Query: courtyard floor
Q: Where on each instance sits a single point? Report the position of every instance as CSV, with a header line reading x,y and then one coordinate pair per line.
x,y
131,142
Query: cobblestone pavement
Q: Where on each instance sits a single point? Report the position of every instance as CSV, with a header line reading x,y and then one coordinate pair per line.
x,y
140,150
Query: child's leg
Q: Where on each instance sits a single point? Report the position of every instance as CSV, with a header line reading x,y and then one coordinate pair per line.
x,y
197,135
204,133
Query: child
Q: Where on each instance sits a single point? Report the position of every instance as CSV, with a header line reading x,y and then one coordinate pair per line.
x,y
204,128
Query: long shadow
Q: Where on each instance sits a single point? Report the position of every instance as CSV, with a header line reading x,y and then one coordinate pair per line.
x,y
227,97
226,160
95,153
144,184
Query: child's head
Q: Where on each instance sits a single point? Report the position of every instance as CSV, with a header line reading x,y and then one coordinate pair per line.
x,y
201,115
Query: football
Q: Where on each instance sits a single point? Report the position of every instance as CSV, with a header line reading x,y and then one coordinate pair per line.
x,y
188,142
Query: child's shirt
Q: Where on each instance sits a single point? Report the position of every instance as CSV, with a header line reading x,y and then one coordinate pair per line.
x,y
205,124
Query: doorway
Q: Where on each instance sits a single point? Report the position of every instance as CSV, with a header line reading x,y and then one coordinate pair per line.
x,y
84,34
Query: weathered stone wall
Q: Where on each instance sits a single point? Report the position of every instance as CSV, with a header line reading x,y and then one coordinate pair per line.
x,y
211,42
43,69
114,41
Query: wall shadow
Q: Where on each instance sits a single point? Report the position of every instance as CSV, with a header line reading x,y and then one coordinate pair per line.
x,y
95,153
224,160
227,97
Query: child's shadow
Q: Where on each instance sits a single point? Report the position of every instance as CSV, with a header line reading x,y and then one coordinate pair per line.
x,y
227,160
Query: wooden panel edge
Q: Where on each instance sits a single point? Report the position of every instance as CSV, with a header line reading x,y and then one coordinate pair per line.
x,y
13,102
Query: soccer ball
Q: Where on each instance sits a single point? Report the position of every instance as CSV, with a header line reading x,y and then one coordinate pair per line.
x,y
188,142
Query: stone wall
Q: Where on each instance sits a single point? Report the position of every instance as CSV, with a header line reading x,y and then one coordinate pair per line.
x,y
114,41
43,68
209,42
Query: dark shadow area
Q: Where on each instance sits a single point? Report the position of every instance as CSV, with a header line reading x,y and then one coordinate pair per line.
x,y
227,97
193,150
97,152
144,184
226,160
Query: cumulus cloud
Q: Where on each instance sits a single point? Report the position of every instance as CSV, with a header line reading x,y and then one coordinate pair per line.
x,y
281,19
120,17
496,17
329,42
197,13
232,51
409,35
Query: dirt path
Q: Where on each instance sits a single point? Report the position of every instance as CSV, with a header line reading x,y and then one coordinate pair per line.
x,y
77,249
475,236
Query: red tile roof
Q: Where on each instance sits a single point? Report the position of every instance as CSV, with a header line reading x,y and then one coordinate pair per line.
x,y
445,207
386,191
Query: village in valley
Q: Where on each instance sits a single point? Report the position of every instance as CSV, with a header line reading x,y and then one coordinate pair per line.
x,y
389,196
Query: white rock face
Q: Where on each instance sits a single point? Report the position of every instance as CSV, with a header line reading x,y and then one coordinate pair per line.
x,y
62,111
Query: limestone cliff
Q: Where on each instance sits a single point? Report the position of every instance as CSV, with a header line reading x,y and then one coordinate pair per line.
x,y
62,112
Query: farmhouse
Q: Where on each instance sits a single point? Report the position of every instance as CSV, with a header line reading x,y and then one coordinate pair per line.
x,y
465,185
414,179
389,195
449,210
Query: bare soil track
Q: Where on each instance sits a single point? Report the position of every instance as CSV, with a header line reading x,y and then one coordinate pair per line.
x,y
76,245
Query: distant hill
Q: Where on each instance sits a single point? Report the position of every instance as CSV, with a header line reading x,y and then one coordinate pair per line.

-- WHAT IS NEEDED --
Return, word for word, every line from the line with "Query: village in valley" to the final line of the data.

-- TASK OUTPUT --
Query: village in valley
Q: Where on each instance sits a single point? Report the position of every instance as CSV, with a header line reading x,y and then one coordinate pair per line.
x,y
389,196
Query: white rock face
Q: Where on each instance sits a single point? Report the position of every instance as CSV, with a header line reading x,y and then one coordinate pair per line.
x,y
62,111
Query: limestone cliff
Q: Where on each instance sits a single point? Report the position of every instance as CSV, with a header line reading x,y and then one coordinate pair per line.
x,y
62,112
Query: farmhouse
Q: Where on each instance sits a single point? Report the position of every instance as CSV, with a header line reading x,y and then one coordinate pair per line.
x,y
465,185
414,179
389,195
449,210
Query: bare soil track
Q: Where on each instance sits a single point? Report the position of every instance as CSV, with a header line reading x,y and then one coordinate pair per line.
x,y
76,245
Query: distant hill
Q: Where on each instance sits a single point? Report the position of every instance as CSV, with a header line reading x,y and then one coordinate pair per line.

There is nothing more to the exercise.